MATERIAL SHOWN:
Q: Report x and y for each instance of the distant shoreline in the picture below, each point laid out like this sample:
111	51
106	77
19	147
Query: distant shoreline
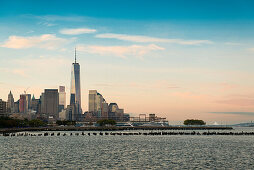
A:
110	128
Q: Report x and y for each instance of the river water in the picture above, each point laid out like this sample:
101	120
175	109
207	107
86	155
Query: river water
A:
127	152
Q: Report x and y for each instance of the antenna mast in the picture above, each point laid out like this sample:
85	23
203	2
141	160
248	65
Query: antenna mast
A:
75	56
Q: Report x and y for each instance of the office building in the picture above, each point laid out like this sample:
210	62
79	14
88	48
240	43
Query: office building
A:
75	91
10	103
35	104
97	104
3	107
50	103
62	96
24	103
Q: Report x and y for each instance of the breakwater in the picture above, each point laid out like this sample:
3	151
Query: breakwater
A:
111	128
127	133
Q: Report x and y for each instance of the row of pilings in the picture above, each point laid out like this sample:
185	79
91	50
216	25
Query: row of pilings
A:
128	133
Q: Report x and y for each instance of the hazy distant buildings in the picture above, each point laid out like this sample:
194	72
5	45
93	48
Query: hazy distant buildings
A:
35	105
115	113
75	92
50	103
10	103
24	103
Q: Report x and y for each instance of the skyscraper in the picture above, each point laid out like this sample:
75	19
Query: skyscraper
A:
50	103
97	104
10	103
62	96
75	92
24	103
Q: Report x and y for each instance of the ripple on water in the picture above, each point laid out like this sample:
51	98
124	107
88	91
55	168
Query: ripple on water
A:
127	152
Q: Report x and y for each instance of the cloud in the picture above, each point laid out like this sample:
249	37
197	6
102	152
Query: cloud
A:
233	43
46	41
147	39
53	18
235	113
77	31
19	72
120	51
237	101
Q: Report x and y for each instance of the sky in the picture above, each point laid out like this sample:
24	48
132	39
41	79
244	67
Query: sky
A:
179	59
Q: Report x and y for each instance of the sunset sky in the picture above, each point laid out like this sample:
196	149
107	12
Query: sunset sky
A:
178	59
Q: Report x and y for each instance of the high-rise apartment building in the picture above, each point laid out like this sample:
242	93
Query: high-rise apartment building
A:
24	103
10	103
97	104
75	91
50	103
62	96
3	107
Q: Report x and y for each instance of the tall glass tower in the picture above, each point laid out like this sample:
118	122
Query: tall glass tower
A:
75	96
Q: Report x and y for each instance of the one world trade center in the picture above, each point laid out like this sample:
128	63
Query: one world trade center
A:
75	96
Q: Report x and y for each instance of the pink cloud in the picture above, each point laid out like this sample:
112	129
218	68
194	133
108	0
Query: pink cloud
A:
46	41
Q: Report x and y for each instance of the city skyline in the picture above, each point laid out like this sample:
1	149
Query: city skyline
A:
179	62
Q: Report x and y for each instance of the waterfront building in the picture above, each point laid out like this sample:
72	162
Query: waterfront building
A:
3	107
97	104
35	104
63	115
75	91
24	103
115	112
10	103
72	112
50	103
16	106
62	96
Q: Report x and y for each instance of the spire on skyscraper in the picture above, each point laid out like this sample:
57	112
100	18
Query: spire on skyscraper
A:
75	56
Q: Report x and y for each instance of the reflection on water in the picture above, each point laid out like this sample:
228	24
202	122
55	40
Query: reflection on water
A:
127	152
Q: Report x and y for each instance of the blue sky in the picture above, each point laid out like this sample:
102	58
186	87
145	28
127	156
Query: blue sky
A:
180	59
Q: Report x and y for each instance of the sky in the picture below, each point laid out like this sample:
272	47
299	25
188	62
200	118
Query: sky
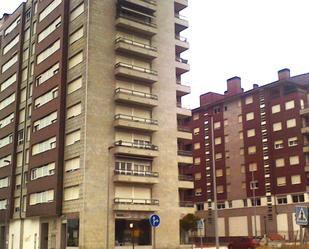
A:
252	39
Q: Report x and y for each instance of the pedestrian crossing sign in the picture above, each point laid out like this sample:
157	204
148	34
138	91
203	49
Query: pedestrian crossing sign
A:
301	216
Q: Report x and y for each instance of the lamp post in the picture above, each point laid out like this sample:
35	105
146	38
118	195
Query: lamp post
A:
214	182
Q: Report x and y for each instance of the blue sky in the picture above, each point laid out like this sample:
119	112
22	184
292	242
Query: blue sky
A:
252	39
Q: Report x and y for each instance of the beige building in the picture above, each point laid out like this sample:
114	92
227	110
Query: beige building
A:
93	137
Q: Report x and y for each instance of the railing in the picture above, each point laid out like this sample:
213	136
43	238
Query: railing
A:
136	145
181	38
134	43
185	153
136	173
136	119
186	204
179	59
140	69
131	201
181	17
136	93
187	178
135	19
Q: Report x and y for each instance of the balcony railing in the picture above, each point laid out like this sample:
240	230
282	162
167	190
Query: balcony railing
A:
140	69
145	146
186	204
136	93
136	119
134	43
187	178
179	59
181	38
185	153
136	19
181	17
136	173
131	201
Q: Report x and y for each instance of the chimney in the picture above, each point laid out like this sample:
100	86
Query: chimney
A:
284	74
233	86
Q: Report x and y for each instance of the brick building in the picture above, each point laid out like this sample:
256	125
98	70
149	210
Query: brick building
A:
261	156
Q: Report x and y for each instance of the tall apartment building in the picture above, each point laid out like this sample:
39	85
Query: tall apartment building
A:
90	124
261	156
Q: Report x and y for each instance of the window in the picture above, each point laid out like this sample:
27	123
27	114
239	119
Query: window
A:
220	189
217	125
281	181
48	52
277	126
219	172
282	200
10	81
252	167
49	73
10	45
72	138
6	66
51	28
249	116
72	164
256	202
71	193
72	233
289	105
291	123
249	100
53	5
196	131
298	198
45	170
42	197
218	140
251	150
295	179
251	133
279	162
197	146
292	141
75	60
294	160
78	34
278	144
77	12
46	145
44	122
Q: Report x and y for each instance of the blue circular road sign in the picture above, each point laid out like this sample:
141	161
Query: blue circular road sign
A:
154	220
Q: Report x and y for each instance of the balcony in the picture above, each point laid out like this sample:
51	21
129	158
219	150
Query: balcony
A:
136	176
130	204
180	5
146	4
305	112
135	73
305	130
181	43
182	66
135	149
182	90
143	26
184	133
135	48
181	23
185	157
183	112
185	182
137	123
123	95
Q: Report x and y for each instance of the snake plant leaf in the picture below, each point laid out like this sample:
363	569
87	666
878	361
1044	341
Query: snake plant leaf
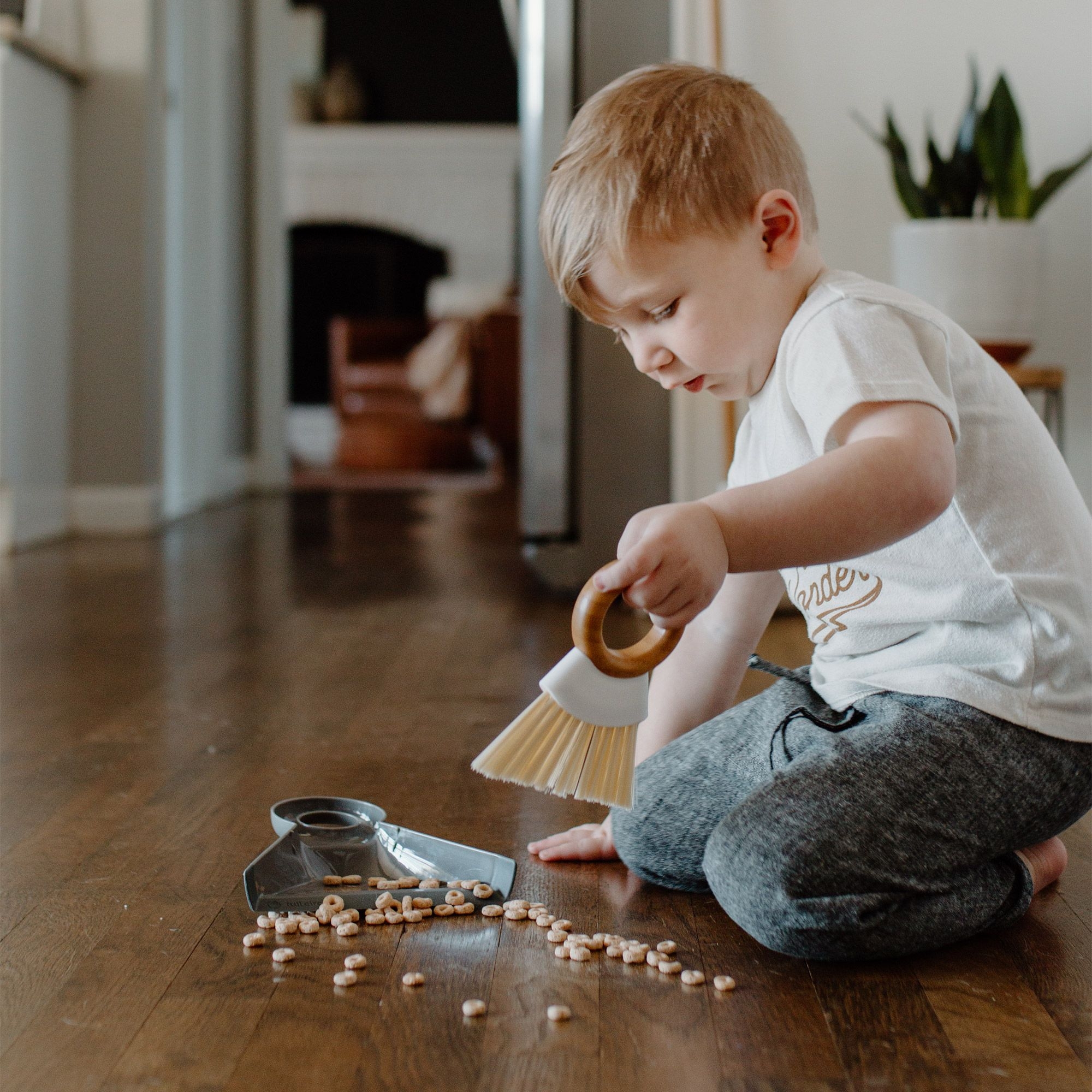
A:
918	203
969	124
1053	183
1000	144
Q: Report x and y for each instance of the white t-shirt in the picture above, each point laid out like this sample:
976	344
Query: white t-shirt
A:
991	603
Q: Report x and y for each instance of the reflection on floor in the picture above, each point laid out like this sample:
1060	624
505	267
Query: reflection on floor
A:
160	695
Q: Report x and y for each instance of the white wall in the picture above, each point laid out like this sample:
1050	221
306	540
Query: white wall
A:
817	62
114	462
35	325
204	254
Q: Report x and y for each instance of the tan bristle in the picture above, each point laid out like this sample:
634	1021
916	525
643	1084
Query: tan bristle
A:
550	750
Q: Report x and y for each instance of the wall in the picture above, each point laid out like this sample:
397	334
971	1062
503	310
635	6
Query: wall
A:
115	435
820	62
200	67
161	290
35	269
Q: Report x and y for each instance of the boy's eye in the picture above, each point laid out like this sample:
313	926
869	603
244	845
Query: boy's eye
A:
664	313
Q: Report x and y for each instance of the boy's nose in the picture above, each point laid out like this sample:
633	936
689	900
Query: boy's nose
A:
649	360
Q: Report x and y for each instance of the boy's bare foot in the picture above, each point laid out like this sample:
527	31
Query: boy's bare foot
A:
590	841
1046	861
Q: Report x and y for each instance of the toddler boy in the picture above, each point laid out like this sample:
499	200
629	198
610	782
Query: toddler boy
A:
906	790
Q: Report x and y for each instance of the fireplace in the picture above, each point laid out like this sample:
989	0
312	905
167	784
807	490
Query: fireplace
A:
354	271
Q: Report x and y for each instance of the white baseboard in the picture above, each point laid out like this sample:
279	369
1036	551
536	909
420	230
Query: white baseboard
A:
313	435
31	516
115	509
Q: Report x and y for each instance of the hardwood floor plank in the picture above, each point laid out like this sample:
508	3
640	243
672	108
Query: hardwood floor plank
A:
329	1037
771	1027
208	1014
1053	951
886	1032
999	1030
523	1050
167	696
655	1032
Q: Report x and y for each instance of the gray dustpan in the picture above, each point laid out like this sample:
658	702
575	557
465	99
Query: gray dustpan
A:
321	836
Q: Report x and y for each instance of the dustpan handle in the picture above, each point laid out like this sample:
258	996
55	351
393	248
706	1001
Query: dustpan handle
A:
588	615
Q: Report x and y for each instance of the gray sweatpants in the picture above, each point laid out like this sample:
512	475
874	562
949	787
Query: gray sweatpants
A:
884	830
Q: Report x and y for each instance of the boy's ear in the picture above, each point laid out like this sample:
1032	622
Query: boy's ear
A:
779	217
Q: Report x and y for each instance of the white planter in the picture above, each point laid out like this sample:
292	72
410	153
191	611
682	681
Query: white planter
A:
983	274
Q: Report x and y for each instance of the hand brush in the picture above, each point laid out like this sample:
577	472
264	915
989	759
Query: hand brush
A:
578	738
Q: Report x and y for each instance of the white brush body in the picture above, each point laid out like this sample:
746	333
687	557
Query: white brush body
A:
577	739
584	692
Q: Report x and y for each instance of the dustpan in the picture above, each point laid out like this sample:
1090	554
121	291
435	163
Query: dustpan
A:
322	836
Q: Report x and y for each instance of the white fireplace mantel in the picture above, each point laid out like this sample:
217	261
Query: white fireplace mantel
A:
449	185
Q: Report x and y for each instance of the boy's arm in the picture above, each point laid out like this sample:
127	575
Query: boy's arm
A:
702	678
893	473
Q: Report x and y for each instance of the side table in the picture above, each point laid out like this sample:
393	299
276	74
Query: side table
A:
1051	381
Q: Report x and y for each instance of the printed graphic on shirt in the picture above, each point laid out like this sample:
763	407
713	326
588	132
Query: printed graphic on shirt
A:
825	601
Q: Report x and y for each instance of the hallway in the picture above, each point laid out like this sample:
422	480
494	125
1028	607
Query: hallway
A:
161	694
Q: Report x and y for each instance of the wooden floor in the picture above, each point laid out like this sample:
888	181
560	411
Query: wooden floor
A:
160	695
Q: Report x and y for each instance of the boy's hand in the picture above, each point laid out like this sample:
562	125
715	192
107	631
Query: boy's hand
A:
672	562
591	841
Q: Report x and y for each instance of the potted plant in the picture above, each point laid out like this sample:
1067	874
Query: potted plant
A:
972	247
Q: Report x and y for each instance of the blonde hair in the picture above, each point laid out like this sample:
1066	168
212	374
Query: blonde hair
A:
661	153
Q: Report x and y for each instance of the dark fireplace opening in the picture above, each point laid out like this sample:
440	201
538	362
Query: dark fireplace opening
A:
352	271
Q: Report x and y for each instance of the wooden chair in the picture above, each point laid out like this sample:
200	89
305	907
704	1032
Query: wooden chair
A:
383	426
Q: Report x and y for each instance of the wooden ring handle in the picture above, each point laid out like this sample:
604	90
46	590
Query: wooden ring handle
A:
588	615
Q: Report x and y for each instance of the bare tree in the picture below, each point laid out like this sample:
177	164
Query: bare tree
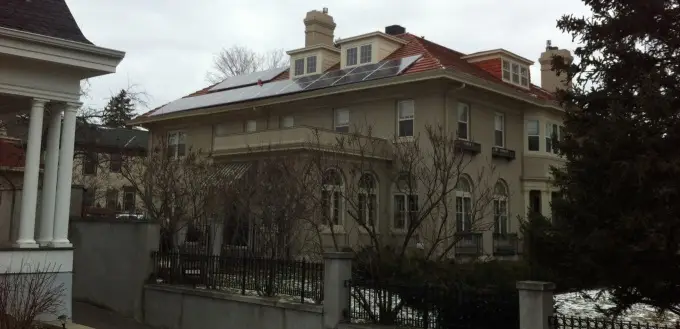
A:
239	60
24	297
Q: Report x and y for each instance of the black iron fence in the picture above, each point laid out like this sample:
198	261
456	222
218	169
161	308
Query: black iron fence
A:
431	307
569	322
300	280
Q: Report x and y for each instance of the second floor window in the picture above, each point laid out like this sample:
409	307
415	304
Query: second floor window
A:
405	114
342	120
463	121
115	162
499	130
177	144
287	122
299	66
90	161
250	126
311	64
533	137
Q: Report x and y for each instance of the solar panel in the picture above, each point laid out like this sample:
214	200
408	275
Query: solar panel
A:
311	82
247	79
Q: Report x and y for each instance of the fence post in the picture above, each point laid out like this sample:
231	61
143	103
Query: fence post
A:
535	304
337	270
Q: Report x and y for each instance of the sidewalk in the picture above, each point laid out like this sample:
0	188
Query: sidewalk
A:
99	318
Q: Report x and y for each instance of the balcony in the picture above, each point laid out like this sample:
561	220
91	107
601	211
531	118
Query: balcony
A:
469	244
468	146
302	138
503	153
505	244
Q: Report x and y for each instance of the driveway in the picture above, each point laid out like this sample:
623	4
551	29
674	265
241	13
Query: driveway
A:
99	318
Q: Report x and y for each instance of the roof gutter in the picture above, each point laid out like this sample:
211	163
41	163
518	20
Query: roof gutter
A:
398	80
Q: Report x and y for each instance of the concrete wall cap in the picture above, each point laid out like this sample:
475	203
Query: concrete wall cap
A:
535	285
338	255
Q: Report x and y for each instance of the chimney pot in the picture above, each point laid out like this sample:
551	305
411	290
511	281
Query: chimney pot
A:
395	30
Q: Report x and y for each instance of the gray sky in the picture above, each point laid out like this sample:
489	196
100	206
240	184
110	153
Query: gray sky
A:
170	44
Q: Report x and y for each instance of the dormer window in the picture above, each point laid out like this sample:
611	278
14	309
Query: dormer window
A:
305	65
359	55
515	73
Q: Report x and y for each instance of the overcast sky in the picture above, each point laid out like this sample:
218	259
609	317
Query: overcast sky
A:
170	44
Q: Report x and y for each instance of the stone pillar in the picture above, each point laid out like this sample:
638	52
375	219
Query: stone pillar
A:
49	189
535	304
65	171
337	271
29	194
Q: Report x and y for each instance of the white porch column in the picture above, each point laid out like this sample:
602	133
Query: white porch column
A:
64	177
49	191
29	194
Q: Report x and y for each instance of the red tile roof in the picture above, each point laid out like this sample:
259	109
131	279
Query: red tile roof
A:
434	56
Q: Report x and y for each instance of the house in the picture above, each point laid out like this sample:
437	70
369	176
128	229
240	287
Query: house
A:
43	58
397	83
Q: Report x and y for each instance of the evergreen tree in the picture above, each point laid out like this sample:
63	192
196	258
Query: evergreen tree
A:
617	225
119	110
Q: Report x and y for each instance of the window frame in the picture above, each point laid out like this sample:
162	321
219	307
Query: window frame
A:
498	115
412	118
463	106
344	127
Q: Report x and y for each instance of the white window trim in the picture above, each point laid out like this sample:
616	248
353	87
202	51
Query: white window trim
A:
247	128
467	123
178	132
413	119
336	124
358	48
519	72
502	116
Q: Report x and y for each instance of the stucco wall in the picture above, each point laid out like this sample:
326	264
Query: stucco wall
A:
112	261
174	307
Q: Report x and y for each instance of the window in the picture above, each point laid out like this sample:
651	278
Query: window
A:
499	130
368	200
176	144
463	205
342	120
500	208
515	73
533	135
552	136
115	162
406	113
311	64
250	126
535	201
112	199
129	199
90	161
463	121
89	197
300	66
331	196
351	57
287	122
366	54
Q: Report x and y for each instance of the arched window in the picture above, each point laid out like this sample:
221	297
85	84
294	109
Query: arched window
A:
500	208
405	203
368	200
463	205
331	196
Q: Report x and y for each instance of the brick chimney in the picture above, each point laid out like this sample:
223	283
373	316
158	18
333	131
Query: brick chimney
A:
319	27
549	79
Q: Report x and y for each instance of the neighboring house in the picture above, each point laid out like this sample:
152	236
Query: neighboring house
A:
97	167
43	58
397	83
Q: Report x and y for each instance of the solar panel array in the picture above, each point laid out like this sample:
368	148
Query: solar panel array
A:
351	75
248	79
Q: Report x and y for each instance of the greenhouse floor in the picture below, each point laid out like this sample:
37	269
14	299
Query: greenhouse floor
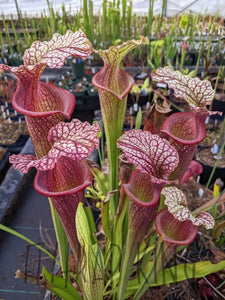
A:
30	213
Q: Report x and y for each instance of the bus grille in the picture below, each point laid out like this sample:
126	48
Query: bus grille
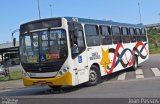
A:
43	67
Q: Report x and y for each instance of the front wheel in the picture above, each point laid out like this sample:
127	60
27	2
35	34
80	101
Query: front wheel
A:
94	76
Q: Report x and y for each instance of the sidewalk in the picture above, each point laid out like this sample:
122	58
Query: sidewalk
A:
13	84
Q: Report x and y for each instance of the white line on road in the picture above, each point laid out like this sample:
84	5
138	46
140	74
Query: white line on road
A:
139	74
122	76
156	72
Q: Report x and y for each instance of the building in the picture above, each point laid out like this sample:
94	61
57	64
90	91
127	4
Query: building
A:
153	26
9	54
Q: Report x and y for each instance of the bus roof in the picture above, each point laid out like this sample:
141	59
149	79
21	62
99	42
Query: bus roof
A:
102	22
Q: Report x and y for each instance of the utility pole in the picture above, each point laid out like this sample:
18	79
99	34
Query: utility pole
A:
159	16
51	10
140	16
39	10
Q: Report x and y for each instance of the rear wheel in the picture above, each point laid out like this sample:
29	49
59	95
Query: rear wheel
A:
56	87
94	76
135	64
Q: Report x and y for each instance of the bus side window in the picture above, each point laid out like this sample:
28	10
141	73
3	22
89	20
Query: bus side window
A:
132	35
106	37
125	35
92	35
143	33
77	43
139	37
117	38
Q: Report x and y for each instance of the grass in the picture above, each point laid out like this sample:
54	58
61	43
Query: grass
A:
153	50
14	75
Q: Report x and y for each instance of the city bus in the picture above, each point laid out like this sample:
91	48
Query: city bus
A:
68	51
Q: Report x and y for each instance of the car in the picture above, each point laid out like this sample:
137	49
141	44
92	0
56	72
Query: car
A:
3	70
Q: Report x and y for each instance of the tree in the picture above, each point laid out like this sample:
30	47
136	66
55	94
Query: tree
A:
154	37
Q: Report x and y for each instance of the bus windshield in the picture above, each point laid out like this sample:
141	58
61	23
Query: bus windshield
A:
43	46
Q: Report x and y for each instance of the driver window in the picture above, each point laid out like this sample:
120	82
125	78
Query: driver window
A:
77	44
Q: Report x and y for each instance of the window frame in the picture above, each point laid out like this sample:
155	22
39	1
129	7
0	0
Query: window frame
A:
113	36
102	35
98	35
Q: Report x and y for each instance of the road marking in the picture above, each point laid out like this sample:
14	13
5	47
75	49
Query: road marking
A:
156	72
139	74
122	76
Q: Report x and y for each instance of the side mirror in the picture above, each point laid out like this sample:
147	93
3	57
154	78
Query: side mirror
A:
14	42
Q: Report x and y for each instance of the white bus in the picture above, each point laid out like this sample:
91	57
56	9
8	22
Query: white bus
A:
71	51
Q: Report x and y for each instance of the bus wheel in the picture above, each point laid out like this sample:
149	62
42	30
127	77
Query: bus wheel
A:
56	87
135	64
94	76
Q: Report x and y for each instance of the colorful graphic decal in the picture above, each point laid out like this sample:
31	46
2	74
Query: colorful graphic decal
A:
52	56
105	61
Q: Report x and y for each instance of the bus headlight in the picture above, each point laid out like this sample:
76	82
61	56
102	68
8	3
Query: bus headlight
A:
63	71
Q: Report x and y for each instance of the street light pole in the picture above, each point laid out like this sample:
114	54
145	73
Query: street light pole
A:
159	16
39	11
51	10
140	16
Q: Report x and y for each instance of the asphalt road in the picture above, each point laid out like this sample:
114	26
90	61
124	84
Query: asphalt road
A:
110	87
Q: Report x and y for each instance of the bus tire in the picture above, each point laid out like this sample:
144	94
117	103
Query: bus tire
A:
56	87
135	63
94	76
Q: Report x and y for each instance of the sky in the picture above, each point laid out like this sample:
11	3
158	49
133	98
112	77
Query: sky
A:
13	13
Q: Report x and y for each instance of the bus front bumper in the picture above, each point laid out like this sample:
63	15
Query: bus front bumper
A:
66	79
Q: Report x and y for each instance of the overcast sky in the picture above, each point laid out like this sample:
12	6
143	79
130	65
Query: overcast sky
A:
15	12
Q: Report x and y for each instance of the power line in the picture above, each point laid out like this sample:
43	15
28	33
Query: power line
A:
140	16
39	10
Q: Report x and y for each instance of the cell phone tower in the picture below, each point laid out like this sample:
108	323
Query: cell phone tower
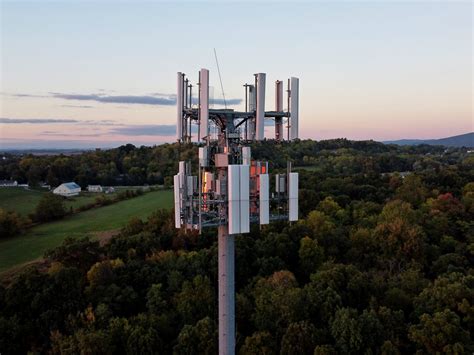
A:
230	190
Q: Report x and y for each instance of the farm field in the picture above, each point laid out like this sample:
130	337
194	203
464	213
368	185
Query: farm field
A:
37	240
23	201
19	200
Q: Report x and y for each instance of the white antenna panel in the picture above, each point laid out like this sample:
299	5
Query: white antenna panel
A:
252	98
190	185
182	167
280	183
294	107
246	155
234	198
293	197
244	198
260	114
177	202
179	106
278	108
204	103
264	199
203	157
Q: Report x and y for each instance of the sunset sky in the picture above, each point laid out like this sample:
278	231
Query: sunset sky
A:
78	74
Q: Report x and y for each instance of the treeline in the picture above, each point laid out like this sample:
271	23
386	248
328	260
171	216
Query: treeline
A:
52	207
130	165
378	264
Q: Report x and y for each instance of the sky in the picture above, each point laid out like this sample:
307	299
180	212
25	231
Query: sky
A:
77	74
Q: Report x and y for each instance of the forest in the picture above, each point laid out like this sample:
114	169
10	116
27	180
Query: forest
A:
380	261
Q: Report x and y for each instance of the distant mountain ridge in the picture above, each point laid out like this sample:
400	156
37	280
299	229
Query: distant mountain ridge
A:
462	140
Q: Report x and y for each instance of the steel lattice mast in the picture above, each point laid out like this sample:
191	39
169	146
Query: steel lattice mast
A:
230	190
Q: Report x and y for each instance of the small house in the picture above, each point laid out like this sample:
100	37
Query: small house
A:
94	188
8	183
67	189
109	190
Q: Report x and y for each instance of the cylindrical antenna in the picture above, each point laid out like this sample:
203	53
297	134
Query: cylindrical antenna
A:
288	110
220	78
199	107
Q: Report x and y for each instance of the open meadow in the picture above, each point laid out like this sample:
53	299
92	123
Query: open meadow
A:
37	240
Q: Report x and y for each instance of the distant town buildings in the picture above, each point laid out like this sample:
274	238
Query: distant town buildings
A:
8	183
99	188
67	189
94	188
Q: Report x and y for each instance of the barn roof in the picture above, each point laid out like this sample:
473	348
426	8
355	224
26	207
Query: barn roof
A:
71	185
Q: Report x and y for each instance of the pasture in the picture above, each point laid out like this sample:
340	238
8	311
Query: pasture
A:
37	240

STATED GOAL: Reproduce everything in the listing from the line containing "Q: Report x and y for each instance of the barn" down to the end of the listing, renaming "pasture" to "grazing field" and leaving all else unchanged.

FINISHED ANSWER:
Q: Report x and y for each instance of the barn roof in the picture above, each point laid out like this sample:
473	348
426	8
355	224
26	207
Query: barn roof
A:
71	185
Q: Report x and y for each instance of the grazing field in the picture above, each point laid out like this sample:
340	238
8	311
Query: grazing field
A:
37	240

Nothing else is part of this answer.